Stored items

##############################

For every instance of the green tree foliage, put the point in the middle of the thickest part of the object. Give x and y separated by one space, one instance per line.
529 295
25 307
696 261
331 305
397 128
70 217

##############################

Copy out all of the data above line for line, with no changes.

- [COMPLETE RESPONSE]
For every instance of the green tree foliage, put the point in the middle of the thickest part of the object. Give x and y separated by one space, one instance per line.
529 295
25 307
696 261
331 305
397 128
70 217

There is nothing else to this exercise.